EXERCISE
Locate the line that contains "Target: television studio glass". Print it and each following line through the end of the listing, verbatim, and nothing more.
━━━ DATA FOR THIS TASK
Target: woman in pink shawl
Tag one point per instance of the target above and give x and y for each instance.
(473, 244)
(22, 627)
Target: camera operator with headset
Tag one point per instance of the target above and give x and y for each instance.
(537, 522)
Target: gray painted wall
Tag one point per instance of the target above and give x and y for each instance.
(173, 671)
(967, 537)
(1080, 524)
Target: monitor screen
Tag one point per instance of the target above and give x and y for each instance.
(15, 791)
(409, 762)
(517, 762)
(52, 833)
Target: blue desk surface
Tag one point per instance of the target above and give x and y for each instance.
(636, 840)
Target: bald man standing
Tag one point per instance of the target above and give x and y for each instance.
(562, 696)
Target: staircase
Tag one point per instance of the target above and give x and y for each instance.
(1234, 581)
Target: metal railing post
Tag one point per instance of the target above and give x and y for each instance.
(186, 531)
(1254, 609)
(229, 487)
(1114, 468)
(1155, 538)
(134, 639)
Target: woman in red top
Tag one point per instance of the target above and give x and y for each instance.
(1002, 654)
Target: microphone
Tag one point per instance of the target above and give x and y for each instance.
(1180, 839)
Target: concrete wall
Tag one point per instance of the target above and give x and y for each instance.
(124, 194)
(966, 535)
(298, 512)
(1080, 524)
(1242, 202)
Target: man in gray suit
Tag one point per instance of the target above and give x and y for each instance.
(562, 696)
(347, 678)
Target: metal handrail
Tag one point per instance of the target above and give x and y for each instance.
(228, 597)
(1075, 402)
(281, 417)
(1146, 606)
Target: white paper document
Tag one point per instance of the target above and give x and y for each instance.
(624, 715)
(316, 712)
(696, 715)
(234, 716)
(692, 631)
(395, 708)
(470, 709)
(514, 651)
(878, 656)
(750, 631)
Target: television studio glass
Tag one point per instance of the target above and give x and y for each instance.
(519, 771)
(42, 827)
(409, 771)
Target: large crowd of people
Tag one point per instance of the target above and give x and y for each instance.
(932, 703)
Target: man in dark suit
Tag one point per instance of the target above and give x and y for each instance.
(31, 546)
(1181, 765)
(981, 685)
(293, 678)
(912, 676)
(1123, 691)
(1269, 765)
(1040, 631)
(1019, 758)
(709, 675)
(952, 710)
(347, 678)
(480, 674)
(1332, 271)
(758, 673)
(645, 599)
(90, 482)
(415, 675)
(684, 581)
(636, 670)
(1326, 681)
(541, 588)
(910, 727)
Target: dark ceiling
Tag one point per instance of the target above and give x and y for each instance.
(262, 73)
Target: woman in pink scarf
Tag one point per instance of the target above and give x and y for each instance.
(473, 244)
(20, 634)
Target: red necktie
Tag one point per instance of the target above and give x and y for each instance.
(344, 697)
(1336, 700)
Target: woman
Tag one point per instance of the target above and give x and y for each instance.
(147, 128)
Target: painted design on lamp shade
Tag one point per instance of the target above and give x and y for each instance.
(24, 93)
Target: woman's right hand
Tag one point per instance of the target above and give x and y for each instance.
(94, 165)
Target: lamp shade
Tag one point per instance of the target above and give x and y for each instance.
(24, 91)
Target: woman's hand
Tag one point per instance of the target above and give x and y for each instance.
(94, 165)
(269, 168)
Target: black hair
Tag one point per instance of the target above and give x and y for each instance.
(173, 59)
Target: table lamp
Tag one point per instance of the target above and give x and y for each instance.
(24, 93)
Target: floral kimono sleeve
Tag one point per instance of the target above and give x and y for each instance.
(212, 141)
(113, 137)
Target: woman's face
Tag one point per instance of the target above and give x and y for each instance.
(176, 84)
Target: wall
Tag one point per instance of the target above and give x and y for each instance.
━━━━━━
REPLY TO THE EXERCISE
Target: television studio glass
Tag one point per instance of the target above and give x and y for each instance.
(519, 771)
(42, 827)
(409, 771)
Target: large crowd of people
Tag one point per instance of the target above and give x and y for each instance.
(932, 703)
Target: man in dark suit
Tag one point per instance of the target above and give x and y for each instance.
(31, 546)
(1181, 765)
(981, 685)
(293, 678)
(912, 676)
(1123, 691)
(1269, 765)
(1040, 631)
(1019, 758)
(709, 675)
(952, 710)
(347, 678)
(480, 674)
(1332, 271)
(758, 673)
(645, 599)
(90, 482)
(415, 675)
(684, 581)
(636, 670)
(1326, 681)
(541, 588)
(910, 727)
Target: dark ceiling
Tag one point per instance of the target above and give x and y for each instance.
(262, 73)
Target: woman in pink scarf
Tag one point per instance of the target above and give x and y for each instance.
(473, 244)
(20, 634)
Target: red necktie
Tag one point per instance of the target above and give x and y for each instance.
(344, 697)
(1336, 700)
Target: woman
Tag one point per instance of the target above and give x and y for each instance.
(147, 128)
Target: painted design on lamp shade
Tag one point per instance of the target above and give x and y for each instance.
(24, 93)
Target: woman's right hand
Tag one point per instance of the target above and give x and y for each instance.
(94, 165)
Target: lamp shade
Tag one point per instance of the target above and give x and y for each instance.
(24, 91)
Target: woman's hand
Tag one point per instance of the target above and give x and y for each instance.
(94, 165)
(269, 168)
Target: black hair
Tag one point per instance of the target above and give x and y for each instance.
(173, 59)
Target: table lamp
Tag one point per instance of the target above and give x and y for each instance.
(24, 93)
Target: floral kimono sleeve
Tag one point per instance of the target above and give x and y for each instance.
(212, 141)
(113, 137)
Target: woman's face
Tag one point per instance of the target above and give x and y for each instance.
(176, 84)
Target: wall
Tag one point per instance of the target above and give x and y for each instance.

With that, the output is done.